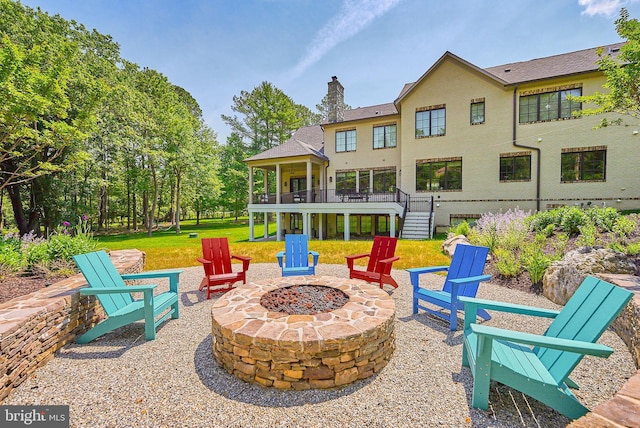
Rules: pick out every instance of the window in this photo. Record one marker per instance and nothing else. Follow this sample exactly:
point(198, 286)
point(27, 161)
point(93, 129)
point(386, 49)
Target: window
point(384, 136)
point(439, 174)
point(346, 181)
point(384, 180)
point(346, 141)
point(549, 105)
point(515, 167)
point(363, 182)
point(477, 112)
point(583, 164)
point(430, 122)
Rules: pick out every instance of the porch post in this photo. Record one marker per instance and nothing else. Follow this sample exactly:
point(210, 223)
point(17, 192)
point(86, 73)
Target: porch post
point(392, 224)
point(251, 237)
point(309, 182)
point(278, 226)
point(278, 183)
point(347, 232)
point(266, 225)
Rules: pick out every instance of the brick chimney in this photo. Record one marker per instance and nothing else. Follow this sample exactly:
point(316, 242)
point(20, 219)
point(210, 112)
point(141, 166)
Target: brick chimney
point(335, 97)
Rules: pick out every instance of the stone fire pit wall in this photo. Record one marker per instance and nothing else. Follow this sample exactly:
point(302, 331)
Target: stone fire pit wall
point(300, 352)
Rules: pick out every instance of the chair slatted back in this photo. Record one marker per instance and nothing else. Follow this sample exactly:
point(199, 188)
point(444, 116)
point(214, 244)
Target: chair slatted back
point(467, 261)
point(383, 248)
point(216, 250)
point(99, 271)
point(296, 250)
point(587, 314)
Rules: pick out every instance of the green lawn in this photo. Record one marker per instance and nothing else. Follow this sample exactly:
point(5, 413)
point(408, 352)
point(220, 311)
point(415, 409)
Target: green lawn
point(166, 249)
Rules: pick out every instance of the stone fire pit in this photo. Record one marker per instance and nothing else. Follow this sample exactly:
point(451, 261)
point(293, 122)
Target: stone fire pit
point(323, 350)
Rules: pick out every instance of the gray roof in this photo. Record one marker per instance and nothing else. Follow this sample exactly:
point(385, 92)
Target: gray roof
point(553, 66)
point(308, 140)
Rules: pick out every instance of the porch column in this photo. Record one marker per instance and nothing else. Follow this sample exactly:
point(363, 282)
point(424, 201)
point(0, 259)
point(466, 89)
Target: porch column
point(278, 183)
point(392, 224)
point(250, 184)
point(309, 182)
point(278, 226)
point(251, 237)
point(347, 232)
point(266, 225)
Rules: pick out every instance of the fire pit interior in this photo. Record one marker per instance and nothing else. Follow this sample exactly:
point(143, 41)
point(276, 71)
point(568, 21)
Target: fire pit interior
point(259, 337)
point(304, 299)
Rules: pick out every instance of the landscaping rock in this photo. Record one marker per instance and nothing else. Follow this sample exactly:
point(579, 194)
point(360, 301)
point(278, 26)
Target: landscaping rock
point(449, 246)
point(563, 277)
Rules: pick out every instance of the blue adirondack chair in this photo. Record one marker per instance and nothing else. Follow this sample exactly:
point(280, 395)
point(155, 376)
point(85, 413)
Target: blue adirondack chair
point(294, 260)
point(463, 278)
point(106, 283)
point(540, 365)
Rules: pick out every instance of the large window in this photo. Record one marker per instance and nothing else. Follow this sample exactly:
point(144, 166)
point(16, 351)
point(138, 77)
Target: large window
point(346, 181)
point(439, 174)
point(384, 136)
point(515, 166)
point(583, 164)
point(477, 112)
point(384, 180)
point(346, 141)
point(431, 121)
point(363, 181)
point(549, 105)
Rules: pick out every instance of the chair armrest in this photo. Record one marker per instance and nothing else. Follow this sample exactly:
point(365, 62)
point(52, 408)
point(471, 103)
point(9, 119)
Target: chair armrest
point(118, 290)
point(580, 347)
point(350, 259)
point(315, 255)
point(471, 306)
point(173, 275)
point(468, 280)
point(245, 261)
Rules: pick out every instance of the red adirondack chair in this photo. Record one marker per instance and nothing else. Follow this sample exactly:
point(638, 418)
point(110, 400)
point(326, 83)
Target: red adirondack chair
point(380, 260)
point(216, 260)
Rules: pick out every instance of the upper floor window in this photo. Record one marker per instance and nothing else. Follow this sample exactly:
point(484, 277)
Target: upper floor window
point(583, 164)
point(431, 121)
point(515, 166)
point(384, 136)
point(439, 174)
point(477, 111)
point(551, 105)
point(346, 141)
point(384, 180)
point(345, 181)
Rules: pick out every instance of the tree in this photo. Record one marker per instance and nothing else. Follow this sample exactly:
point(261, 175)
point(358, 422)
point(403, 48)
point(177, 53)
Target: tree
point(622, 74)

□ □ □ □ □

_Directions:_ Render the data above as a numbered list, starting at the beginning and going on through the line with "point(430, 122)", with any blank lines dropped. Leave the pictures out.

_Result of this task:_
1. Rules: pick out every instance of the window in this photo. Record one marker per instance and nothing else. Follow this sample exactly:
2. point(198, 286)
3. point(27, 161)
4. point(93, 129)
5. point(386, 49)
6. Target: window
7. point(384, 136)
8. point(439, 174)
9. point(346, 181)
10. point(384, 180)
11. point(346, 141)
12. point(549, 105)
13. point(515, 167)
14. point(363, 182)
15. point(477, 112)
16. point(583, 164)
17. point(430, 122)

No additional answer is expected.